- [Excerpt provided]:
---

Karachi, December 6. Pakistan will attempt tomorrow to recapture its lost status as the world's third largest democracy. It is a challenge to the “highest patriotism ”, according to the chief election commissioner. It is also a signal for prudent precautions : the army is out in force at every polling booth and 200 casualty beds held ready in Karachi hospitals.
The scale of exercise is truly daunting; 56,500,000 voters, 30,000 polling booths, 330,000 polling officials, 313 seats to be filled , 23 parties, and over 300 independents after them. Not to mention television and radio coverage that might turn David Frost green - 29 hours of non-stop television (with satire, drama, pop songs, and all the comment you can snatch) plus 30 hours of the same radio mixture. The news that a leading BBC current affairs figure, John Grist, has been giving advice on this media orgy can be treated either as a threat or a promise.
Pakistan’s willing David Butlers, however, are going to find the going convoluted: no swings because there have never been one-man one-vote elections before, but plenty of roundabouts because party policies blur hopelessly in a whirl of rhetoric. Only this morning a far Right Islamic candidate announced he was changing tickets - to a far Left non-Islamic party, rather as though Enoch Powell had decided to stand as Labour candidate for Bradford.

---

(Point-per-instance localization items)

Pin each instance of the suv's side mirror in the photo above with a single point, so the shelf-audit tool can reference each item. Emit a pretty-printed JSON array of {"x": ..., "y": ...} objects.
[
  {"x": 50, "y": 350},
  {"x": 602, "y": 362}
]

---

- [Your goal]: Could you update the part of the report on Pakistan's election that opens with "Pakistan’s willing David" and closes with "candidate for Bradford.", putting "complicated" in place of "convoluted"?

- [Task response]:
Pakistan’s willing David Butlers, however, are going to find the going complicated: no swings because there have never been one-man one-vote elections before, but plenty of roundabouts because party policies blur hopelessly in a whirl of rhetoric. Only this morning a far Right Islamic candidate announced he was changing tickets - to a far Left non-Islamic party, rather as though Enoch Powell had decided to stand as Labour candidate for Bradford.